STATED TASK: Copy out exactly every line from the line containing "If you could pin the bucs sleeve" until the records below end, inclusive of both boundary lines.

[ROWS start]

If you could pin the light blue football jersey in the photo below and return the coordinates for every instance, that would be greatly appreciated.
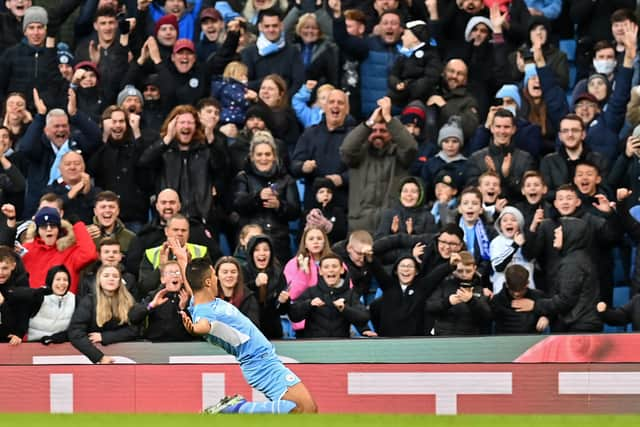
(232, 330)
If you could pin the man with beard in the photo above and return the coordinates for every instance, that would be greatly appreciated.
(378, 153)
(153, 234)
(114, 165)
(176, 233)
(108, 50)
(47, 139)
(502, 157)
(317, 152)
(11, 22)
(376, 53)
(75, 187)
(452, 98)
(107, 223)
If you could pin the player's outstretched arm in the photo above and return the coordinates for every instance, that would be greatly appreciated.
(201, 327)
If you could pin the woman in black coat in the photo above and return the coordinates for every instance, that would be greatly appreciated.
(233, 290)
(265, 194)
(103, 319)
(265, 278)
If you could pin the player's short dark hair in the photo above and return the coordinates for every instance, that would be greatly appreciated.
(516, 277)
(622, 15)
(197, 272)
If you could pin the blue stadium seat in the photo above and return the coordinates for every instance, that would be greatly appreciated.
(621, 295)
(568, 46)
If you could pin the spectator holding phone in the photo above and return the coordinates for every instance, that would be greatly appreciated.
(459, 303)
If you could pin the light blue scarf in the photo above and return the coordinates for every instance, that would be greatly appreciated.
(408, 51)
(476, 232)
(54, 173)
(266, 47)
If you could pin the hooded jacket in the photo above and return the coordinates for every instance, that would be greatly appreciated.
(270, 308)
(575, 291)
(505, 251)
(423, 221)
(327, 321)
(468, 318)
(74, 249)
(247, 202)
(401, 312)
(375, 174)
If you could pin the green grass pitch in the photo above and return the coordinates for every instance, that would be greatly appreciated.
(369, 420)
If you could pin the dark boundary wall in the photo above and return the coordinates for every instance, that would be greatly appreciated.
(356, 388)
(493, 349)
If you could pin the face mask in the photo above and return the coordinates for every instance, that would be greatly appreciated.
(604, 66)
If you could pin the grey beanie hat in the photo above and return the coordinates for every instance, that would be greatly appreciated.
(129, 90)
(34, 14)
(451, 129)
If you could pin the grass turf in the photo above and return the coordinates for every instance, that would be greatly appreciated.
(368, 420)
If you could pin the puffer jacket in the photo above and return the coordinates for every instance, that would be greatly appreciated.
(247, 186)
(74, 249)
(327, 321)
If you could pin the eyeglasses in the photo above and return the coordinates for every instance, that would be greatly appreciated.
(172, 273)
(451, 244)
(573, 130)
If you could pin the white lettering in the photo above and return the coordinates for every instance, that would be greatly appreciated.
(446, 386)
(61, 393)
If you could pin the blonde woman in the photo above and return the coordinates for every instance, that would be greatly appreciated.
(103, 319)
(264, 194)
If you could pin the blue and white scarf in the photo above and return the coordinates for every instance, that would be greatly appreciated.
(54, 172)
(477, 232)
(267, 47)
(408, 51)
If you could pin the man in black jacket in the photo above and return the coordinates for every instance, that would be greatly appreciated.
(574, 291)
(271, 54)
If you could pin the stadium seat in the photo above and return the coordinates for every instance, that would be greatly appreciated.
(621, 295)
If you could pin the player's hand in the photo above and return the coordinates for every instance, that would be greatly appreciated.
(523, 304)
(262, 279)
(106, 360)
(14, 340)
(601, 307)
(95, 337)
(543, 323)
(159, 298)
(283, 297)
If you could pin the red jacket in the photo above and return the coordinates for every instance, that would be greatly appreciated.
(74, 250)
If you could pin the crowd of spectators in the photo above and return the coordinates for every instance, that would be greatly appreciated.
(372, 168)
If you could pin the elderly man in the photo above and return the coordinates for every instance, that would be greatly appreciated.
(376, 53)
(272, 54)
(48, 139)
(453, 98)
(378, 153)
(153, 234)
(75, 187)
(176, 233)
(317, 152)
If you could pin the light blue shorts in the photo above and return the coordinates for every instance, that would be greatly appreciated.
(269, 376)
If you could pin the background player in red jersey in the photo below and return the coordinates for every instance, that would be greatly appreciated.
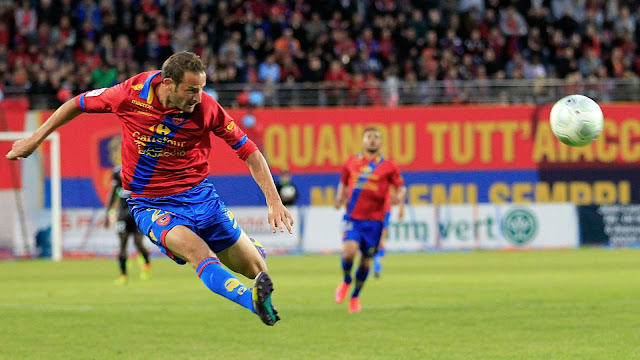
(364, 186)
(166, 121)
(377, 259)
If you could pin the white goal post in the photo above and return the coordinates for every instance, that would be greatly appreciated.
(56, 196)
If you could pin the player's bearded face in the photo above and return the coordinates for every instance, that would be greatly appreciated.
(372, 141)
(188, 93)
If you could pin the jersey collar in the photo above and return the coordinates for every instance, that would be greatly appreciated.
(378, 159)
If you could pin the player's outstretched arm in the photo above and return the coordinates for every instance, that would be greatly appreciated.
(279, 216)
(25, 147)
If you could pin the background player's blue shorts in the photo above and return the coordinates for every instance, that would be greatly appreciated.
(365, 232)
(387, 216)
(199, 208)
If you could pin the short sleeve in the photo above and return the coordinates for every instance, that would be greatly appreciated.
(225, 128)
(102, 100)
(345, 174)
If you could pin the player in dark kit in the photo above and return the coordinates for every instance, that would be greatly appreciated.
(126, 227)
(364, 186)
(167, 120)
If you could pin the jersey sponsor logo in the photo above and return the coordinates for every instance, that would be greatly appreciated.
(145, 113)
(142, 104)
(160, 152)
(95, 92)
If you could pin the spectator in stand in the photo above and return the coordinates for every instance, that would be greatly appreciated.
(269, 70)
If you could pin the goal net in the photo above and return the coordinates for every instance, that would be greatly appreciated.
(30, 200)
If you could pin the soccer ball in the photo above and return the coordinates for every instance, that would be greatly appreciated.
(576, 120)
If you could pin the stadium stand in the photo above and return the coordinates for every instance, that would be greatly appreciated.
(334, 52)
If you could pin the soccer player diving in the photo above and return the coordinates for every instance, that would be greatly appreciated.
(166, 122)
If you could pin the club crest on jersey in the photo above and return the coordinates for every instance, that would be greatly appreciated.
(106, 147)
(163, 220)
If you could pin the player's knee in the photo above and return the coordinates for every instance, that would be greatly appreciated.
(254, 268)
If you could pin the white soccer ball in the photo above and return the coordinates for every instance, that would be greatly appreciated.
(576, 120)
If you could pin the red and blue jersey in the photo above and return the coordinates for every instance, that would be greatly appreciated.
(369, 182)
(164, 151)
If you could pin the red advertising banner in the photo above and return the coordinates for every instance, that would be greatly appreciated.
(418, 138)
(444, 138)
(12, 118)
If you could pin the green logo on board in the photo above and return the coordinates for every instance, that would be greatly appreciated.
(519, 226)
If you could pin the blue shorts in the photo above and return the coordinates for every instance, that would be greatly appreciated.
(365, 232)
(387, 216)
(199, 208)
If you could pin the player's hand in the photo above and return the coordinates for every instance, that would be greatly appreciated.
(22, 148)
(280, 217)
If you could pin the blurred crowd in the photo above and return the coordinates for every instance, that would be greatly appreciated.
(351, 49)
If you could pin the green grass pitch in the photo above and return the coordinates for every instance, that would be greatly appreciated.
(547, 305)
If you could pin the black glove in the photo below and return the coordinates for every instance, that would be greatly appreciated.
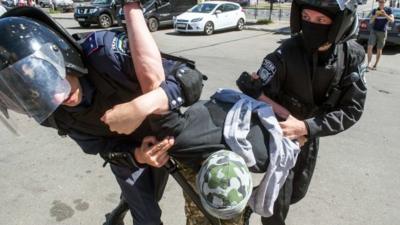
(249, 86)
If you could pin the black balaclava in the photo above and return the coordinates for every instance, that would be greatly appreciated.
(315, 35)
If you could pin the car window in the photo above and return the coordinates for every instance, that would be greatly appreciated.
(221, 8)
(203, 8)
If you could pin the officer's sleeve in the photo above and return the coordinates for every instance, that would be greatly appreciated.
(99, 145)
(272, 73)
(120, 55)
(349, 109)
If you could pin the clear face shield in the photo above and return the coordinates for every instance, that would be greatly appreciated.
(35, 85)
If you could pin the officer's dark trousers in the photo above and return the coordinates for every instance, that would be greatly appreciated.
(296, 184)
(142, 197)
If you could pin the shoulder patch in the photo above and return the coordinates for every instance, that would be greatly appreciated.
(90, 45)
(267, 71)
(120, 44)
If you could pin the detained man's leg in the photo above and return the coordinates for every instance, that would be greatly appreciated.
(378, 56)
(139, 193)
(369, 51)
(282, 203)
(380, 43)
(193, 215)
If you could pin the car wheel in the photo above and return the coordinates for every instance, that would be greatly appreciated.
(84, 25)
(105, 21)
(240, 24)
(153, 24)
(209, 28)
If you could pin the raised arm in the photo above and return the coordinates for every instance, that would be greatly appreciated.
(146, 56)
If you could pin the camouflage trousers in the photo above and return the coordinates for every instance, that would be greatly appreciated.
(193, 215)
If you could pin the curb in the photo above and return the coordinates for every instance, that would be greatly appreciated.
(62, 18)
(283, 30)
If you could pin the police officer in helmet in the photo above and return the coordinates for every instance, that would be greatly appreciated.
(315, 83)
(70, 86)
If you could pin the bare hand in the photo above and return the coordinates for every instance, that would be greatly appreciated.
(293, 128)
(125, 118)
(154, 153)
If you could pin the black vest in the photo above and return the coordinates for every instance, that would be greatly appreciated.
(306, 86)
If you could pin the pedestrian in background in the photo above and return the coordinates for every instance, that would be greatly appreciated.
(379, 22)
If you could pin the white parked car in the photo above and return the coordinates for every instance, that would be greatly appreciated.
(210, 16)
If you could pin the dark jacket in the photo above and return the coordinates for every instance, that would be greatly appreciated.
(290, 79)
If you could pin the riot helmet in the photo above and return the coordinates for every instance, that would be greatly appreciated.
(224, 184)
(342, 12)
(36, 53)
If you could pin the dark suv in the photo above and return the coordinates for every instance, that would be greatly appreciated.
(161, 12)
(101, 12)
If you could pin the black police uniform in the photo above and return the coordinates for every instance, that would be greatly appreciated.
(327, 92)
(111, 80)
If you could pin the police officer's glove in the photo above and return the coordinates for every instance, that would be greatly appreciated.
(250, 86)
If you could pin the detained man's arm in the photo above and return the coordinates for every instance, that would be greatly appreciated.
(150, 152)
(389, 17)
(146, 56)
(292, 128)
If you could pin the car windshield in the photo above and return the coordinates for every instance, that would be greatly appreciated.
(101, 1)
(203, 8)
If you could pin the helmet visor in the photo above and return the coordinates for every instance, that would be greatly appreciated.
(330, 3)
(36, 84)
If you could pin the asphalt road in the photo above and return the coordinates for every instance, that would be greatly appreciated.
(46, 179)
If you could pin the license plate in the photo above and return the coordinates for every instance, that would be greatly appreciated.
(180, 25)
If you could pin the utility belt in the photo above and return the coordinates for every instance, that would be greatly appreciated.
(303, 110)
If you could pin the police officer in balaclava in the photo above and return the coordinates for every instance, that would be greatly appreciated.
(315, 83)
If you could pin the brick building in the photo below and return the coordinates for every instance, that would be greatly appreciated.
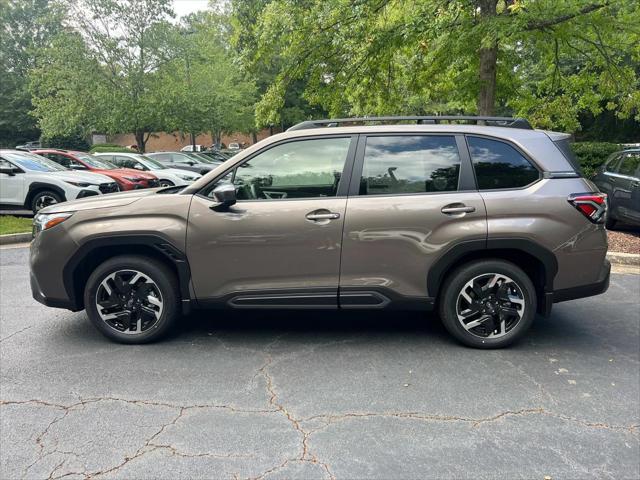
(163, 141)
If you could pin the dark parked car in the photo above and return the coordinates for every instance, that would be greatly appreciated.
(184, 161)
(619, 178)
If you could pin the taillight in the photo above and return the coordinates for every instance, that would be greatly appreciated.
(592, 205)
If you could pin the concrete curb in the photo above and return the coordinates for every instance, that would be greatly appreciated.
(620, 258)
(15, 238)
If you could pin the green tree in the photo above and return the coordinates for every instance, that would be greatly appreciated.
(102, 75)
(26, 26)
(546, 59)
(204, 90)
(292, 106)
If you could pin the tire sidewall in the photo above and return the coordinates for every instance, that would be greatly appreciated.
(462, 275)
(164, 279)
(42, 193)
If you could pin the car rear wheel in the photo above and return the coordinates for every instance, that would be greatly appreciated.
(488, 303)
(44, 199)
(132, 299)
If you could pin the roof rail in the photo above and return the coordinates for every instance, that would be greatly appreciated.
(511, 122)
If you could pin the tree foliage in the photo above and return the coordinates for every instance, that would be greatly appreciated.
(553, 59)
(122, 66)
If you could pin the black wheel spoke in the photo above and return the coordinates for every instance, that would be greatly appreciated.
(490, 305)
(123, 301)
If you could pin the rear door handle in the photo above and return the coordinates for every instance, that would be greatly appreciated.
(457, 208)
(322, 216)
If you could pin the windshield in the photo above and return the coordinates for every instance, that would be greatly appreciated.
(203, 159)
(150, 163)
(33, 162)
(95, 162)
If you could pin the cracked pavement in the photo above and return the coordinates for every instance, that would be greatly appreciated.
(268, 395)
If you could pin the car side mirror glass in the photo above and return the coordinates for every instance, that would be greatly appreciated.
(225, 195)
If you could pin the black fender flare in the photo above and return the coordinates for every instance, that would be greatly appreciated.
(158, 242)
(442, 266)
(38, 186)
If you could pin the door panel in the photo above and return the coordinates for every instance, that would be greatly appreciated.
(283, 236)
(264, 245)
(395, 228)
(391, 242)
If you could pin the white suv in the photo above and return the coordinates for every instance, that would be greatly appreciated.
(31, 181)
(167, 176)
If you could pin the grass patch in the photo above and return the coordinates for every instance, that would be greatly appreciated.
(9, 224)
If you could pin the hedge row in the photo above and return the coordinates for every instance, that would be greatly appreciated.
(591, 155)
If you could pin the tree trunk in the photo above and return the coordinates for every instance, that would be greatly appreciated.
(140, 140)
(488, 64)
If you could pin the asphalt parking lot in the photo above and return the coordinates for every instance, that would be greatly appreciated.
(318, 395)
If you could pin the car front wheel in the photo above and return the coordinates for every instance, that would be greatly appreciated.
(44, 199)
(488, 303)
(132, 299)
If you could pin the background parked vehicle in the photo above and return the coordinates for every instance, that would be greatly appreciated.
(28, 146)
(619, 178)
(184, 161)
(34, 182)
(215, 155)
(189, 148)
(166, 176)
(126, 178)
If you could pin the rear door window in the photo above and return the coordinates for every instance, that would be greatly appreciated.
(499, 165)
(404, 164)
(630, 164)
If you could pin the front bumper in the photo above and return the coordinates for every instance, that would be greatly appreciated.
(39, 296)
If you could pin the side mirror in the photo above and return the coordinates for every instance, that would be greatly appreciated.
(11, 171)
(225, 195)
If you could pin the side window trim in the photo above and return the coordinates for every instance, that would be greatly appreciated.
(466, 181)
(343, 187)
(517, 149)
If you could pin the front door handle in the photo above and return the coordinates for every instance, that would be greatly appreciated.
(322, 216)
(457, 208)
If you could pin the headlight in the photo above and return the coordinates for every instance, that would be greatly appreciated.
(44, 221)
(79, 184)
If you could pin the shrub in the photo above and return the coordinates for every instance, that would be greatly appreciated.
(109, 147)
(592, 155)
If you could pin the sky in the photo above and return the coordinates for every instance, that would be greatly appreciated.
(185, 7)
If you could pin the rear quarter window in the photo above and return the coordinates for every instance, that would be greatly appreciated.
(499, 165)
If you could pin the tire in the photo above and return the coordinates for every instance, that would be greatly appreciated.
(44, 198)
(509, 307)
(146, 321)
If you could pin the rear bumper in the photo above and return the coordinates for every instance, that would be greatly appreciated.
(600, 286)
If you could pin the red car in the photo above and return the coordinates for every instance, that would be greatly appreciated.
(126, 178)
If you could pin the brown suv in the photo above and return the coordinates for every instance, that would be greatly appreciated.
(488, 223)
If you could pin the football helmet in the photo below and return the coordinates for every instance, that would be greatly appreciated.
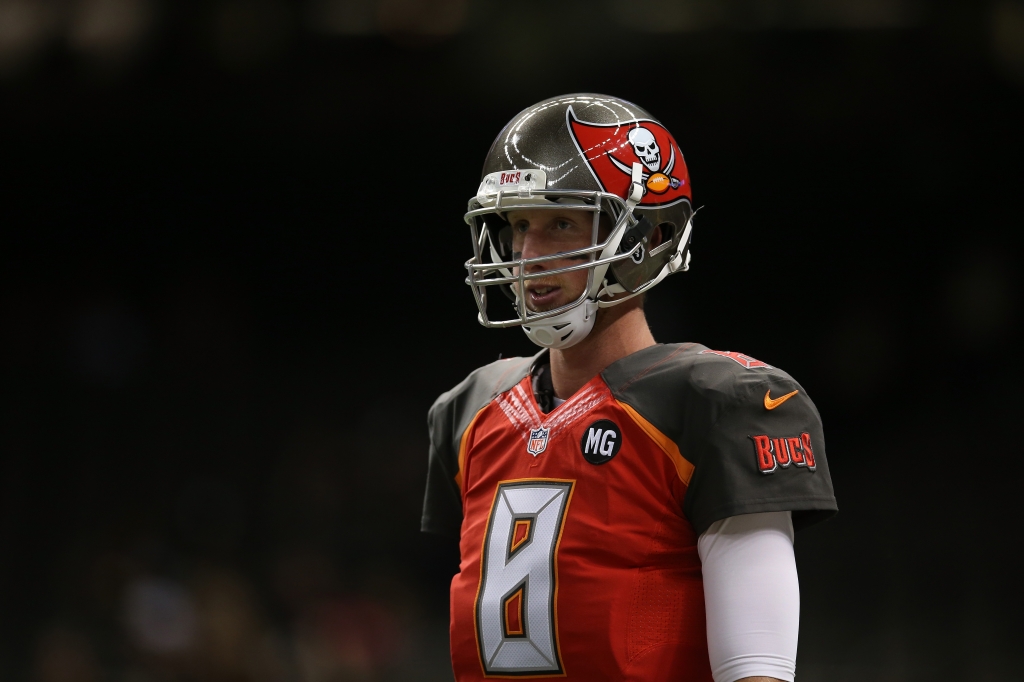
(592, 153)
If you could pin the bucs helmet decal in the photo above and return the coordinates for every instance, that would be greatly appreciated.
(611, 148)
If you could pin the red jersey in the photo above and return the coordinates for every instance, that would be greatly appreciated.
(578, 539)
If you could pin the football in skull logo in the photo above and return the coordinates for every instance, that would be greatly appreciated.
(611, 148)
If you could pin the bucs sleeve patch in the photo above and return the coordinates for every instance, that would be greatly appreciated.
(774, 453)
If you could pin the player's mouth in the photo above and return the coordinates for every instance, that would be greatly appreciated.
(543, 298)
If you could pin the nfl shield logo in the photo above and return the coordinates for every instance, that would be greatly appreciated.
(538, 441)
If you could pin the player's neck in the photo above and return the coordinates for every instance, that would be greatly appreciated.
(620, 331)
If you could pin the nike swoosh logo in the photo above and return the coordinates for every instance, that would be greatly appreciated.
(772, 403)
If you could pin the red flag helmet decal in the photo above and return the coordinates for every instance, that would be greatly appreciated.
(611, 148)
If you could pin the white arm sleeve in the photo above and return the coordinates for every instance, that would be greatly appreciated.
(752, 596)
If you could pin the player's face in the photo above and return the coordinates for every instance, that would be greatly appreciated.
(544, 232)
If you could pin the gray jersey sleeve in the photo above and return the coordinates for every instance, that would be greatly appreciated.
(751, 431)
(448, 420)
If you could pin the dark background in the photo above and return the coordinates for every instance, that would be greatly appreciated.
(230, 286)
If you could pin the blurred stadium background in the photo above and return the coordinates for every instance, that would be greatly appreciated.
(230, 287)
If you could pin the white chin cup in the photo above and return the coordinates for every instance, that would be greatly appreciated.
(565, 330)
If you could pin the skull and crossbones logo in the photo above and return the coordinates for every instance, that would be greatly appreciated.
(646, 148)
(657, 178)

[ROWS end]

EXPECTED OUTPUT:
If you could pin the bucs sleeve patch in the photo above and return the coordinates for every instance, that would be greatly appreciated.
(774, 453)
If you could pin the player's mouth in the photo above and return the coordinates for every instance, that would be greatly appreciated.
(543, 298)
If you could pin the nfl shield logo in the photo above and return the coordinates for every instance, that would be greatly appreciated.
(538, 441)
If you could pin the player's neck in the photo above and return the coordinates for every instance, that would be greatly appreciated.
(620, 331)
If you could pin the nike swoosh logo in the photo above and return the coordinates for every instance, that would be greatly appreciated.
(772, 403)
If you could pin the red flag helmet decal in the photo above and return the coordinates for every instance, that would be greatly appreciated.
(611, 148)
If you could pin the white arm sleeve in the photo above and return the coordinates for every instance, that would be greatly appreciated.
(752, 596)
If you could pin the player's face in the photo above and return the coordinates for every instance, that would be greatly appreciated.
(544, 232)
If you could pin the gray jersey sleeve in the photo above and return the coordinates for every instance, that would be greatly appreciated.
(751, 431)
(448, 420)
If you could pin the dark background in the photo above and return the coordinates for every instance, that would be greatly appreciated.
(230, 286)
If you could pin the blurred stadium background in the photo above and return the coordinates for every instance, that would be greatly appreciated.
(230, 287)
If you could pin the white chin cup in the photo above and return the coordinates for every instance, that would be greatly appreciated.
(565, 330)
If you could pin the skull and crossbones logo in the photo above and return the coordinates for every instance, that would be greatly appreciated.
(646, 148)
(657, 178)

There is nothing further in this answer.